Page text =>
Sanctions Against Russia Over Ukraine

 

ON GEOPOLITICS

The West’s Dilemma of Sanctioning Russian Aggression in Ukraine

16 MIN READFeb 11, 2022 | 22:44 GMT

The flags of NATO member countries are seen on a billboard in Riga, Latvia, on Nov. 28, 2021, two days before the start of meetings to discuss Russia’s military buildup near Ukraine. 

The flags of NATO member countries are seen on a billboard in Riga, Latvia, on Nov. 28, 2021, two days before the start of meetings to discuss Russia’s military buildup near Ukraine. 

(GINTS IVUSKANS/AFP via Getty Images)

Less than a month after the United Kingdom’s 1939 declaration of war against Nazi Germany, Winston Churchill famously described Russia’s actions as "a riddle, wrapped in a mystery, inside an enigma." Churchill’s quote likely still rings true today in how Western leaders view their Russian counterparts — especially regarding Moscow’s aggression in Ukraine. But it is probably an even more accurate description of the trillion-dollar question North American and European governments are facing if Russia invades Ukraine — that is, how to sanction the Russian economy in a way that maximizes pressure while minimizing blowback. 

This dilemma is exposing Western Europe’s incredible dependence on Russian energy supplies, as well as NATO allies’ divergent positions on how far to go in sanctioning Russia. Canada and the United States’ geographic distance from Ukraine and relative independence from Russian energy exports give them the space to take more antagonistic positions with fewer consequences compared with European countries like Germany, which receives more than half of its natural gas from Russia. 

As the specter of a Russian invasion grows, Western leaders risk backing themselves into a corner where they are forced to implement sanctions just for the sake of doing something that goes beyond a diplomatic response but falls short of a military intervention. This strategy, however, could backfire as sanctions have proven to be limited in their ability to deter behavior — let alone Russia’s — and are also politically challenging to remove once they’re in place. 

The Dilemma of Russian Energy Exports

Since the collapse of the Soviet Union, Russia has focused on exporting natural gas, oil, defense and minerals to countries around the world, as well as deeply intertwining its economy with those in Europe. This makes carving out the Russian economy — which is the world’s 11th largest — from the global economy via robust and sweeping sanctions a disruptive procedure, particularly at a time when Western countries are dealing with energy price-fueled inflation.

Extracted information =>

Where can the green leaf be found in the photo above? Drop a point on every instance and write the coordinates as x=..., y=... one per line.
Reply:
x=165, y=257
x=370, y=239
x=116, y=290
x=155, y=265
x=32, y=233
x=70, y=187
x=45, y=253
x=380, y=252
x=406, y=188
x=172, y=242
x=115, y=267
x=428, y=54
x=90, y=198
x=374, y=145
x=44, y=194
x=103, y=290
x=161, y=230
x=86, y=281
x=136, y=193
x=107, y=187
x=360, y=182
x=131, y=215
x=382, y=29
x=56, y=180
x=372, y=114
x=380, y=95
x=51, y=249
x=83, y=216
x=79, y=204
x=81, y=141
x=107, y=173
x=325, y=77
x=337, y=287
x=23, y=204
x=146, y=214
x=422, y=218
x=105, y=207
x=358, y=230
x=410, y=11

Things to do =>
**1)** From the article on sanctioning Russia, quote the passage that begins with the words containing "Since the collapse" and ends with "energy price-fueled inflation.", keeping every word unchanged.
**2)** Print the whole listing line by line, reproducing each line word for word.

Answers in order =>
**1)**
Since the collapse of the Soviet Union, Russia has focused on exporting natural gas, oil, defense and minerals to countries around the world, as well as deeply intertwining its economy with those in Europe. This makes carving out the Russian economy — which is the world’s 11th largest — from the global economy via robust and sweeping sanctions a disruptive procedure, particularly at a time when Western countries are dealing with energy price-fueled inflation.

**2)**
Where can the green leaf be found in the photo above? Drop a point on every instance and write the coordinates as x=..., y=... one per line.
Reply:
x=165, y=257
x=370, y=239
x=116, y=290
x=155, y=265
x=32, y=233
x=70, y=187
x=45, y=253
x=380, y=252
x=406, y=188
x=172, y=242
x=115, y=267
x=428, y=54
x=90, y=198
x=374, y=145
x=44, y=194
x=103, y=290
x=161, y=230
x=86, y=281
x=136, y=193
x=107, y=187
x=360, y=182
x=131, y=215
x=382, y=29
x=56, y=180
x=372, y=114
x=380, y=95
x=51, y=249
x=83, y=216
x=79, y=204
x=81, y=141
x=107, y=173
x=325, y=77
x=337, y=287
x=23, y=204
x=146, y=214
x=422, y=218
x=105, y=207
x=358, y=230
x=410, y=11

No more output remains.